## Extract provided
------

TTMRA and Australia
What is the TTMRA?
The Trans-Tasman Mutual Recognition Arrangement (TTMRA) is a treaty between Australia and New Zealand that enables goods lawfully sold in one country to be sold in the other without needing to meet the other country's specific regulatory requirements.
For medical devices, this principle has important — but limited — practical implications.
How TTMRA applies to medical devices
If a device is lawfully supplied in Australia (i.e., it has a valid ARTG listing from the TGA), the TTMRA generally allows it to be supplied in New Zealand without separately meeting NZ regulatory requirements.
This means:
- A device with a TGA ARTG listing can generally be supplied in NZ under TTMRA
- The TGA listing serves as evidence of compliance with safety and performance requirements
- The NZ WAND notification obligation still applies — TTMRA does not override WAND
WAND notification still required
The TTMRA does not exempt devices from WAND notification. Even if a device is TGA-listed and supplied under TTMRA principles, the NZ Sponsor must still notify the device to WAND within 30 days.
In the WAND entry, the Sponsor can reference the ARTG number — this is an optional field in WAND that many sponsors use to link their NZ and AU records.

------

Stored entries:

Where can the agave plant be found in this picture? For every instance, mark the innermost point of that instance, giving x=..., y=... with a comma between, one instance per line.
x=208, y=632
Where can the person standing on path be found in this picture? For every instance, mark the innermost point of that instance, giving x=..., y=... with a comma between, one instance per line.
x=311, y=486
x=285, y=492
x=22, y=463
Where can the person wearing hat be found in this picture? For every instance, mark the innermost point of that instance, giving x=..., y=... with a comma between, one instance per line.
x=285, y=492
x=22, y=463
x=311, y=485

------

## Tasks to complete
A – Render this sentence from the TTMRA text into Spanish: "For medical devices, this principle has important — but limited — practical implications."
B – Duplicate the part of the TTMRA text starting with "TTMRA and Australia" and going on through "specific regulatory requirements.".
You won't need the records for any of this.

## Solved tasks
A – Para los dispositivos médicos, este principio tiene implicaciones prácticas importantes, pero limitadas.

B –
TTMRA and Australia
What is the TTMRA?
The Trans-Tasman Mutual Recognition Arrangement (TTMRA) is a treaty between Australia and New Zealand that enables goods lawfully sold in one country to be sold in the other without needing to meet the other country's specific regulatory requirements.